## Task instructions
Please rewrite the stretch of items from the line containing "number by giving the bounding box." through the line containing "[302,0,371,51]", swapping "Point out" for "Locate" and changing nothing else.

## Records for the task
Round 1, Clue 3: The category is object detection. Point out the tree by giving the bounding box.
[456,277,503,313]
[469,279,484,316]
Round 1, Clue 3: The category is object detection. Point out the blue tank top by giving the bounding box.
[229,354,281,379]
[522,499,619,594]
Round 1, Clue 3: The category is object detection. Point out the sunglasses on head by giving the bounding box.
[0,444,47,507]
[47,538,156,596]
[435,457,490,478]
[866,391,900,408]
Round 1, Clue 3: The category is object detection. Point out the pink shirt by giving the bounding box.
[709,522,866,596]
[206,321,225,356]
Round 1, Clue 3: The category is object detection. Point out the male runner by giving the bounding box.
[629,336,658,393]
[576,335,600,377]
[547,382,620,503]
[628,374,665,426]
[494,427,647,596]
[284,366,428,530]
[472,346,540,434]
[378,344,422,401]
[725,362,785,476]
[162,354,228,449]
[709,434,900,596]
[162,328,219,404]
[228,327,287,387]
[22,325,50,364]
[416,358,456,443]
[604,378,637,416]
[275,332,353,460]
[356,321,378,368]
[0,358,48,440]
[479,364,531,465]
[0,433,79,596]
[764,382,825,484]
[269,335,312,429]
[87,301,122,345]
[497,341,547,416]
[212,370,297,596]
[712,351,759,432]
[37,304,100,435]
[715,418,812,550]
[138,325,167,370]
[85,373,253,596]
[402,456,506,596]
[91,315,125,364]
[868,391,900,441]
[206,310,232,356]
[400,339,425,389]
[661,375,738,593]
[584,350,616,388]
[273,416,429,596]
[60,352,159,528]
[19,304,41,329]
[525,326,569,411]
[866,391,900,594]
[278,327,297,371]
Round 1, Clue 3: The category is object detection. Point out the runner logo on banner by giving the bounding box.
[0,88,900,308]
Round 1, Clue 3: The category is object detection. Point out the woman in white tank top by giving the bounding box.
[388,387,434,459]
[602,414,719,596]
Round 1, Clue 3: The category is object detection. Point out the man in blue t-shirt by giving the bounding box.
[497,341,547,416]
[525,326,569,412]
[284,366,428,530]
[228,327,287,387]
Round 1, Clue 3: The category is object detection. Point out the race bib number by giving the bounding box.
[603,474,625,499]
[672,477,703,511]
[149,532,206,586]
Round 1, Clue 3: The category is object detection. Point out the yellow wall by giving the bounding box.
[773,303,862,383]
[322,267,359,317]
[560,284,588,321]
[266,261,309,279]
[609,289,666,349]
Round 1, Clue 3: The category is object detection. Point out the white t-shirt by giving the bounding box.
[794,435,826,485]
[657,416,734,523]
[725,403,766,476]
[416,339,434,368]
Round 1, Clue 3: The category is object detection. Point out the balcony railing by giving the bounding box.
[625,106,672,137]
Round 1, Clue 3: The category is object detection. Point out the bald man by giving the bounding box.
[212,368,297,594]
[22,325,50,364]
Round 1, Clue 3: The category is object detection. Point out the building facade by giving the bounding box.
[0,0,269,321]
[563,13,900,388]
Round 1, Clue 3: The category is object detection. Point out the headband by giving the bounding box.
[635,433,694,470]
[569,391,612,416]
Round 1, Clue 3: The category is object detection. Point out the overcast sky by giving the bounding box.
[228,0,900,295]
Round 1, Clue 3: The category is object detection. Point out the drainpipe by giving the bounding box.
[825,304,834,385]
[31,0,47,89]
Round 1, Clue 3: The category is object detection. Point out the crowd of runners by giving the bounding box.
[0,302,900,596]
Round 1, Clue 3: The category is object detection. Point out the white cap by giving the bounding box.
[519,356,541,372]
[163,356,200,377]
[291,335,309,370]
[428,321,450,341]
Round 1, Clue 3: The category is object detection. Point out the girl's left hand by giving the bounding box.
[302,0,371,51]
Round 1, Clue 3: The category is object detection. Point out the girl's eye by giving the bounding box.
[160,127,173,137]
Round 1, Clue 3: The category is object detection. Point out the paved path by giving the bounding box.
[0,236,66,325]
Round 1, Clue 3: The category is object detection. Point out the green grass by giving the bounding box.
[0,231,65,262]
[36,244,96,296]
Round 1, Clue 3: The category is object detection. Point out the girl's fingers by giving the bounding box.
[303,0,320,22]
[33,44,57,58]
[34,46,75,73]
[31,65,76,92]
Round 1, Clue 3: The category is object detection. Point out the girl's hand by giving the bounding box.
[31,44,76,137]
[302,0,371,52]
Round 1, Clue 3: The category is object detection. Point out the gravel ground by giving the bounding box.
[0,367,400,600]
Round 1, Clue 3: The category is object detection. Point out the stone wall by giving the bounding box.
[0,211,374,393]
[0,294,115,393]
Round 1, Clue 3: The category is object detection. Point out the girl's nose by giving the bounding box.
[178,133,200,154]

## Answer in full
Round 1, Clue 3: The category is object detection. Locate the race bib number by giving the bounding box.
[603,474,625,499]
[672,477,703,511]
[149,532,206,586]
Round 1, Clue 3: The category is object detection. Locate the yellow wall by giving the bounding box.
[773,303,862,383]
[322,267,359,317]
[560,284,588,321]
[266,261,309,279]
[609,289,666,349]
Round 1, Clue 3: The category is object detection. Locate the white t-shirt by giving the bounding box.
[794,435,826,485]
[657,416,734,523]
[725,403,766,476]
[416,339,434,368]
Round 1, Clue 3: The category is object detection. Locate the balcony railing by giving the bounding box.
[625,106,672,137]
Round 1, Clue 3: The category is object detection. Locate the bald man by giving the bounding box.
[212,368,297,594]
[22,325,50,364]
Round 1, Clue 3: The category is object detection. Locate the building facade by giving the bounding box.
[0,0,269,321]
[563,13,900,388]
Round 1, Clue 3: The category is object detection. Locate the headband by giving the bounding box.
[635,433,694,470]
[569,391,612,416]
Round 1, Clue 3: The category is object detection. Locate the overcast sky by giving the bounding box.
[228,0,900,295]
Round 1, Clue 3: The category is object detection. Locate the drainpipe by giving the bounding box.
[825,304,834,385]
[31,0,47,89]
Round 1, Clue 3: The category is object detection. Locate the crowd of runners by giving the bounding box.
[0,302,900,596]
Round 1, Clue 3: The category is object detection. Locate the white cap by giving the bounding box.
[519,356,541,372]
[163,356,200,377]
[291,335,309,370]
[428,321,450,341]
Round 1, Clue 3: The category is object detection. Locate the girl's left hand by giving the bounding box.
[302,0,371,51]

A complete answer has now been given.